Stated task
Starting at the line that holds "such as [1013,420].", set down each line through the end of the listing, exactly as written and with nothing added.

Data to use
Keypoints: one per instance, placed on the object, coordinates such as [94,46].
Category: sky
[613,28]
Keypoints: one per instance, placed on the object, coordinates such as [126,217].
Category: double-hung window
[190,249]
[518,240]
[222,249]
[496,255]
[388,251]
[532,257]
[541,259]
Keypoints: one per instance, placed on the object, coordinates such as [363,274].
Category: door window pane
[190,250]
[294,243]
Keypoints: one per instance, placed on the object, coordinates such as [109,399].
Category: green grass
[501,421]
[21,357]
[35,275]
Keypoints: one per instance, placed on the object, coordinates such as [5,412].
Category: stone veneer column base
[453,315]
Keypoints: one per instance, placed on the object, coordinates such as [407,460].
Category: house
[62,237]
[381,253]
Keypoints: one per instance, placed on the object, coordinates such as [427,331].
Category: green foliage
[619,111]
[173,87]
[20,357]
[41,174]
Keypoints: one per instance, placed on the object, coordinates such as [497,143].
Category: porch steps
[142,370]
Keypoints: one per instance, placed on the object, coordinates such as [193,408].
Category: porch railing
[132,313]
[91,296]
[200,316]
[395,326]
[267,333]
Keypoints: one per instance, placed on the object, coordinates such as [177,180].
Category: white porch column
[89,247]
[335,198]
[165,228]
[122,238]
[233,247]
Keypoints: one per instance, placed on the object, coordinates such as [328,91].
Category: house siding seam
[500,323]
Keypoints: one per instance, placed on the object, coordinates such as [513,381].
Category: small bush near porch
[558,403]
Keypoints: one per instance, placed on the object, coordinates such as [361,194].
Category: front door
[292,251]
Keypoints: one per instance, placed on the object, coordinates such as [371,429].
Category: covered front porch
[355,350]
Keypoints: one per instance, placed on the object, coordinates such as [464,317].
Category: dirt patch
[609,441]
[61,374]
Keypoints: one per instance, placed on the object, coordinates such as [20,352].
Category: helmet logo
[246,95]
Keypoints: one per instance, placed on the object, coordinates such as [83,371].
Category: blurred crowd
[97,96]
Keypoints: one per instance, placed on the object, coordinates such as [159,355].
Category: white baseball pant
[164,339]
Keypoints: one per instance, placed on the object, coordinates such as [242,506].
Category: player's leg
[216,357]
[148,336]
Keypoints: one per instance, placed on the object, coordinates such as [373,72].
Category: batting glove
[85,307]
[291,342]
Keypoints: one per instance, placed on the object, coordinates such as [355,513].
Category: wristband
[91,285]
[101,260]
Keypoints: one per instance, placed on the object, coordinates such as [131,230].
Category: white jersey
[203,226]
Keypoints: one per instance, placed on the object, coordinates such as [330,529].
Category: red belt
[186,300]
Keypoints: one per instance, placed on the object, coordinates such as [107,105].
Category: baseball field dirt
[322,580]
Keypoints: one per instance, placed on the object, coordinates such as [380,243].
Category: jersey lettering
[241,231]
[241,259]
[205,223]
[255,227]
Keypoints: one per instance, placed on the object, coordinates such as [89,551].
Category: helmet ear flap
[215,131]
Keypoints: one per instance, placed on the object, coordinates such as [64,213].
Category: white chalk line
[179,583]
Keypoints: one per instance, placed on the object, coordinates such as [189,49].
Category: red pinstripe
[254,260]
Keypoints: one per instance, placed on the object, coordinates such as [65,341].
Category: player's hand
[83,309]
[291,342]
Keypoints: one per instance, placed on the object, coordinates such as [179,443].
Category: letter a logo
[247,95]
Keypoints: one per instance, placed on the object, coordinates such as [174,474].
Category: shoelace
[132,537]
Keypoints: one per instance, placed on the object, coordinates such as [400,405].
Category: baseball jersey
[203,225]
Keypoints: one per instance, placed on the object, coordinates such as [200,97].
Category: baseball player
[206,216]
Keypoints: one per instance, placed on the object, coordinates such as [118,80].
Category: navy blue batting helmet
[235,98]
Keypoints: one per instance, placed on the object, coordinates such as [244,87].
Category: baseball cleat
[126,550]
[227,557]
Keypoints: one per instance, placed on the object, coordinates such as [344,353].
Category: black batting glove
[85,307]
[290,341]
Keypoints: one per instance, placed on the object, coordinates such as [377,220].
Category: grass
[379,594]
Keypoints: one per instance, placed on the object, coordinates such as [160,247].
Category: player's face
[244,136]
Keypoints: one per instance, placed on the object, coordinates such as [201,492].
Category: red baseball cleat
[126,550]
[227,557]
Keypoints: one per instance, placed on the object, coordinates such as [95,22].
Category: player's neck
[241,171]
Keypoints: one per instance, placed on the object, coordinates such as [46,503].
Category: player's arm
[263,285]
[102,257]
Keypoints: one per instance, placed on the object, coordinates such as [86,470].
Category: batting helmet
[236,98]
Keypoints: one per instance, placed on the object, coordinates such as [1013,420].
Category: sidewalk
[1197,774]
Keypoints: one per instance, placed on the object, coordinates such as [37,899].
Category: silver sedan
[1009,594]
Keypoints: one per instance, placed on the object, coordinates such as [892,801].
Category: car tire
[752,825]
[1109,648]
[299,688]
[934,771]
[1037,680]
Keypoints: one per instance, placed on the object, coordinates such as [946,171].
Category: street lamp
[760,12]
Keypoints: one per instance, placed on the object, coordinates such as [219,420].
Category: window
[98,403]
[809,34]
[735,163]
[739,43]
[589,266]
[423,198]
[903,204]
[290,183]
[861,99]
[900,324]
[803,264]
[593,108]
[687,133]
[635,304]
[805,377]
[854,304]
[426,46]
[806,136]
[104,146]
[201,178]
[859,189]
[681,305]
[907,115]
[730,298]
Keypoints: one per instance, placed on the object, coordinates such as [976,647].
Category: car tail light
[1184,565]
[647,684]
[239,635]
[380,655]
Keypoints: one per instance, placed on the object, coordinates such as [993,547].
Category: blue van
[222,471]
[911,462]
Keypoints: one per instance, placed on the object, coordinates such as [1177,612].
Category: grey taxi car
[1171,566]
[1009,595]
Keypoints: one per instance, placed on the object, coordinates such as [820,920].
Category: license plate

Written answer
Keypoints: one per instance, placed on the object, coordinates such as [1013,420].
Category: sidewalk
[1197,774]
Keypoints: one per instance, placed on the object, coordinates such as [37,899].
Category: silver sedan
[1009,594]
Keypoints: one per instance, placed on the object, coordinates such as [892,801].
Category: car tire
[752,825]
[1109,648]
[299,688]
[934,771]
[1037,680]
Keypoints: one per instance, placed on the object, coordinates such as [946,171].
Category: street lamp
[760,12]
Keypoints: one per instance, placed on the object, coordinates such as [219,420].
Category: window
[98,403]
[809,34]
[735,163]
[739,43]
[589,266]
[423,198]
[903,204]
[290,183]
[861,99]
[900,324]
[803,264]
[593,108]
[687,133]
[635,304]
[805,377]
[854,304]
[426,46]
[806,136]
[104,146]
[201,178]
[859,189]
[681,305]
[907,115]
[730,298]
Keypoints: one per instance, placed on the object, coordinates such as [976,647].
Category: car tail light
[1184,565]
[647,684]
[239,635]
[380,655]
Keypoints: one per instance, placed on the object, coordinates such as [993,547].
Category: blue van
[222,471]
[911,462]
Keypoints: one per instance, placed on the object, coordinates such as [1177,612].
Category: grey taxi car
[1171,566]
[1009,595]
Keypoints: one per instance, placed on the object, coordinates such as [820,920].
Category: license plate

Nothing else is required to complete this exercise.